Task brief – Among these entries, count the lines containing the word "tile" and answer with only the number.

Supplied material –
*** Block opens ***

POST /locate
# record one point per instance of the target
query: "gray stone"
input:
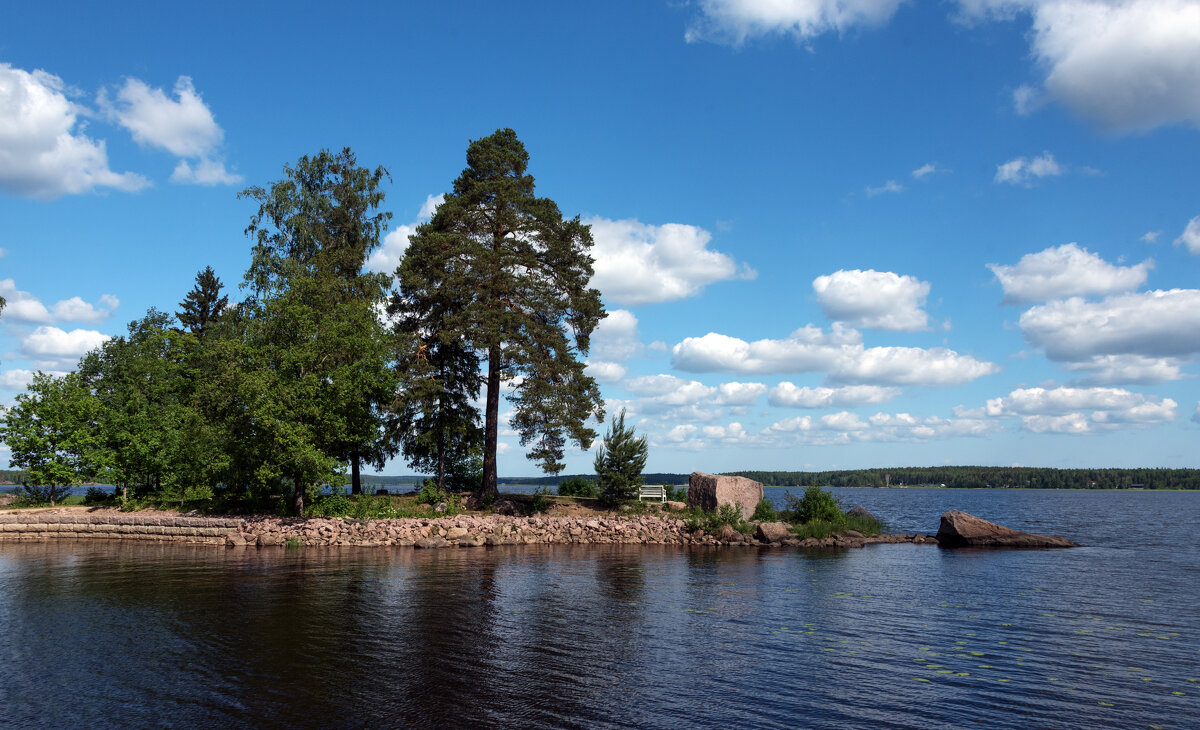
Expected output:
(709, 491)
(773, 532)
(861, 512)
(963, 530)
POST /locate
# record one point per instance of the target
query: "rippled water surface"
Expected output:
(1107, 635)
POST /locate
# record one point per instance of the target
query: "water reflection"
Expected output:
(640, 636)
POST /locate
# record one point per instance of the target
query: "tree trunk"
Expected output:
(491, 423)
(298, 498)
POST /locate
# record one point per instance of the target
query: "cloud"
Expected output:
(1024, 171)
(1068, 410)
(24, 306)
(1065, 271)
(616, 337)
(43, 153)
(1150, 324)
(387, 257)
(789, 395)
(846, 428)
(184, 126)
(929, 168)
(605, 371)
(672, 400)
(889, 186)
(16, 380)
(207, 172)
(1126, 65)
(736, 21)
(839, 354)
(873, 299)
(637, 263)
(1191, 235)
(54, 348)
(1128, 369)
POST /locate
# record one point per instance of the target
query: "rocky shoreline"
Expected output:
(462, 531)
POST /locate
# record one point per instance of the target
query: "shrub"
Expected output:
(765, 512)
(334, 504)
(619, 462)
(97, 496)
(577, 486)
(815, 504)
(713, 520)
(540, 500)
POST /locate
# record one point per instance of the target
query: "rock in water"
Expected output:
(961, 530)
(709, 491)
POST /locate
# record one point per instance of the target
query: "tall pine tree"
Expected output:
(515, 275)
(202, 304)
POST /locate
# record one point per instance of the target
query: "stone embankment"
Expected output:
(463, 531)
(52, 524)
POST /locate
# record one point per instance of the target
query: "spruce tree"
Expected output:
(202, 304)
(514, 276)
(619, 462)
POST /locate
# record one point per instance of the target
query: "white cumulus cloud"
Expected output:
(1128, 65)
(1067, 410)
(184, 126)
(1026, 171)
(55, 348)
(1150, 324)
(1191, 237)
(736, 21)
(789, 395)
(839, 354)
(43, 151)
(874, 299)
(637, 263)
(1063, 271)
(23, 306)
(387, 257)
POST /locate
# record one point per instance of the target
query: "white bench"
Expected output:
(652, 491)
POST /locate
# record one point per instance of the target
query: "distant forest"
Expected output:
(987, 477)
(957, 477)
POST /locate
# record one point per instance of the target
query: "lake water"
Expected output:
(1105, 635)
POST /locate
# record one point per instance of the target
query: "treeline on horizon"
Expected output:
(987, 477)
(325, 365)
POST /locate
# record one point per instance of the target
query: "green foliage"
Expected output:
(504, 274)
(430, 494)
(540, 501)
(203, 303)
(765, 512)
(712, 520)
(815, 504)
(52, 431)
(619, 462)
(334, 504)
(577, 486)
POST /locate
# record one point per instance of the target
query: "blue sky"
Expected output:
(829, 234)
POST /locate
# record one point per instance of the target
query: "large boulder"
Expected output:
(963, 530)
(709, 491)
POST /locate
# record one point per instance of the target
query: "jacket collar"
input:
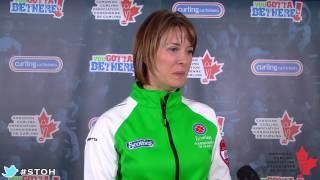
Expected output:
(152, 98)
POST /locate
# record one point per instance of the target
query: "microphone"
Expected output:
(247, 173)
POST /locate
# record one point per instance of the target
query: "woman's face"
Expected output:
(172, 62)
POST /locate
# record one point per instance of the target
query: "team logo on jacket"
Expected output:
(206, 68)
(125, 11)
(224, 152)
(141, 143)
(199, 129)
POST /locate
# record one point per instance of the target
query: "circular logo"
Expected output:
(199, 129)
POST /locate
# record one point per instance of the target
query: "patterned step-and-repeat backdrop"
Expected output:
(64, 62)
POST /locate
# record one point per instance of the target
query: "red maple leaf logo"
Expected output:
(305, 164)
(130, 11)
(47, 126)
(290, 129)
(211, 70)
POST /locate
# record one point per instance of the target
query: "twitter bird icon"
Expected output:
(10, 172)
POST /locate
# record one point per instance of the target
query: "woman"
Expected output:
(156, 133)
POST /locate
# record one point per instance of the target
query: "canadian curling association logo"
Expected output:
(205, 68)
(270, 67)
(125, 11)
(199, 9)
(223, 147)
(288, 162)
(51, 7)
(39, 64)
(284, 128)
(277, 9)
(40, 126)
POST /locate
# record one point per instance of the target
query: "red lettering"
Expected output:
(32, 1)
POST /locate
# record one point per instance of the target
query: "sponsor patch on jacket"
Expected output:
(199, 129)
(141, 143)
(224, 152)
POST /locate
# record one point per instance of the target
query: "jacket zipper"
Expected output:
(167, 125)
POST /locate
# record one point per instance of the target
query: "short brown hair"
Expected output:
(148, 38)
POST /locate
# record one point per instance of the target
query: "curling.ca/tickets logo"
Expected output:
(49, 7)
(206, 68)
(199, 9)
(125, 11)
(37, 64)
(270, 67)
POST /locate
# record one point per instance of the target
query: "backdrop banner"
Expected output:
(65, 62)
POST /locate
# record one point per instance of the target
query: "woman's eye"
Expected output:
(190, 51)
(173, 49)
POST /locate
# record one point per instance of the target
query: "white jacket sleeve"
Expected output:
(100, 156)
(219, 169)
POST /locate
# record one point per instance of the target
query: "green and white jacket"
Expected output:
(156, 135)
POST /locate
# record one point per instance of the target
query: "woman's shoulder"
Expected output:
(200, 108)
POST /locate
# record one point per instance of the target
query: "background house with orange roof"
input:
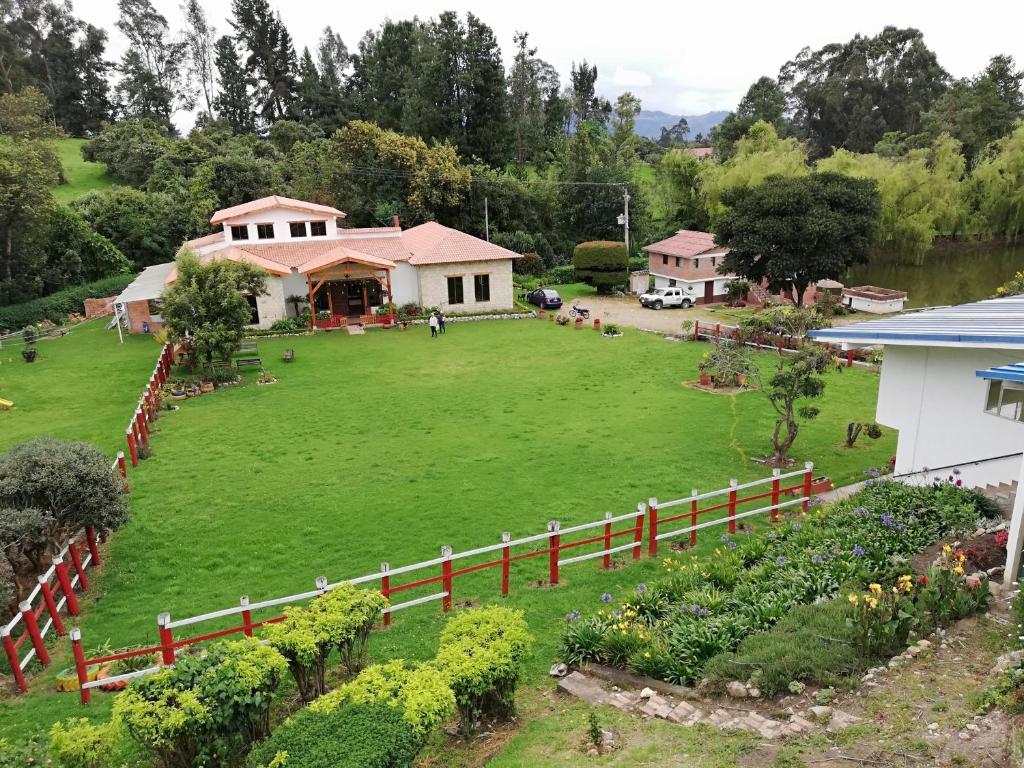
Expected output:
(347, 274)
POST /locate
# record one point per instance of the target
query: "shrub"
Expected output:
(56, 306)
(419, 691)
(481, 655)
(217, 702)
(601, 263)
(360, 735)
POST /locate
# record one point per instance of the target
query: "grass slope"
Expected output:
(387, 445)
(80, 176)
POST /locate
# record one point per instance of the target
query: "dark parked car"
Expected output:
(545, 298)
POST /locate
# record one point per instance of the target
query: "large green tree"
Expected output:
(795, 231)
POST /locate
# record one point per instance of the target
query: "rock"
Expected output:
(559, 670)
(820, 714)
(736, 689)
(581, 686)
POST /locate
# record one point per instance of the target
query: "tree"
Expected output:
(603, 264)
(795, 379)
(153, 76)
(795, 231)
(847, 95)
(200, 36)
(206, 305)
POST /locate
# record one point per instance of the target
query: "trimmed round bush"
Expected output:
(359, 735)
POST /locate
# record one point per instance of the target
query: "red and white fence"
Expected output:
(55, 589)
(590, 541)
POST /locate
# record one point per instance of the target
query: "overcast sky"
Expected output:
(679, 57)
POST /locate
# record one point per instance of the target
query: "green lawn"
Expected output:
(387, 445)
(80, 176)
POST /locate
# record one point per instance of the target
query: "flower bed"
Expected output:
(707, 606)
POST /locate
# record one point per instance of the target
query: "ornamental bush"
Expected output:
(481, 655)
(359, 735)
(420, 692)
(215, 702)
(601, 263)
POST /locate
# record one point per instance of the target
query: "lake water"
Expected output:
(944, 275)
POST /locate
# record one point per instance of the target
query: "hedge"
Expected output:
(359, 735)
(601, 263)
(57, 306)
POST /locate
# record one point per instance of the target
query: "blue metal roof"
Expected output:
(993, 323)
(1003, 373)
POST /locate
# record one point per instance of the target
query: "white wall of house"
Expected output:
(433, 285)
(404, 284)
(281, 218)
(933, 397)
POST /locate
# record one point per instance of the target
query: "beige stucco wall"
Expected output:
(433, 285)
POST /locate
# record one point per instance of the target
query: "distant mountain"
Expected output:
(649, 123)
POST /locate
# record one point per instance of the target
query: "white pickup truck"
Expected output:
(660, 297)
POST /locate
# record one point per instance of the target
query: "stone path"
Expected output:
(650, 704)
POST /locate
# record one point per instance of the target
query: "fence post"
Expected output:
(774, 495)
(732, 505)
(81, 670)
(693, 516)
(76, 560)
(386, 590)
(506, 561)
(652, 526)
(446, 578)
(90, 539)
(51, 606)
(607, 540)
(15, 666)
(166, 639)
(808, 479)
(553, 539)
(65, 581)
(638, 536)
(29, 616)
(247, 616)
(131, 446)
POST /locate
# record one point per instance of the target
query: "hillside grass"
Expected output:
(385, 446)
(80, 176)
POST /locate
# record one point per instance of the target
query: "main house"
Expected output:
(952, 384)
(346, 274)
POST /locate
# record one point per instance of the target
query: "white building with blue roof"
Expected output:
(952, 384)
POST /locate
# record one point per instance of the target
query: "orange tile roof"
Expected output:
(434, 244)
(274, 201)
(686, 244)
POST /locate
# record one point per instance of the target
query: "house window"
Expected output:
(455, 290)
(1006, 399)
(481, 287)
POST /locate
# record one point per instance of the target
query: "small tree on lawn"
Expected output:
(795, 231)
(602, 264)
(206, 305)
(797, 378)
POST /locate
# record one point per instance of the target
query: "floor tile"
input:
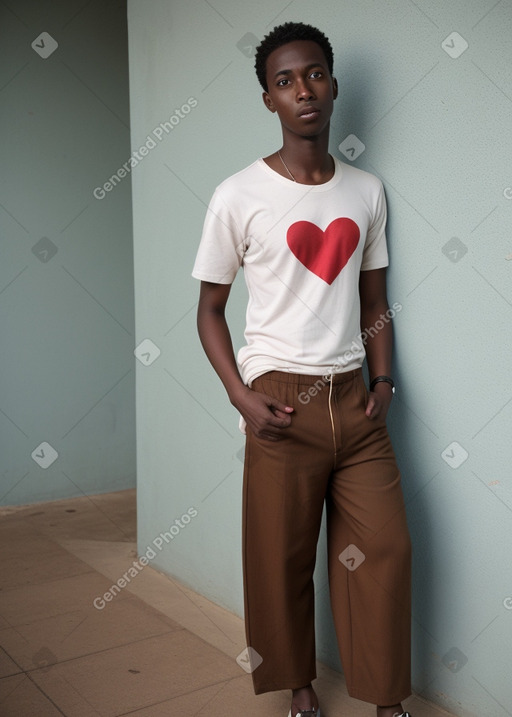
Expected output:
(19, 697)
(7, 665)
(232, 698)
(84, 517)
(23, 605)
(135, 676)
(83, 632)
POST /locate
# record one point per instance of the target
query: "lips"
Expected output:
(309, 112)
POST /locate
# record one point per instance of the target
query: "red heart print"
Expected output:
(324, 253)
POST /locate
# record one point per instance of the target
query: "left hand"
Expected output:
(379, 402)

*** Block closes ***

Solution for this exercise – 2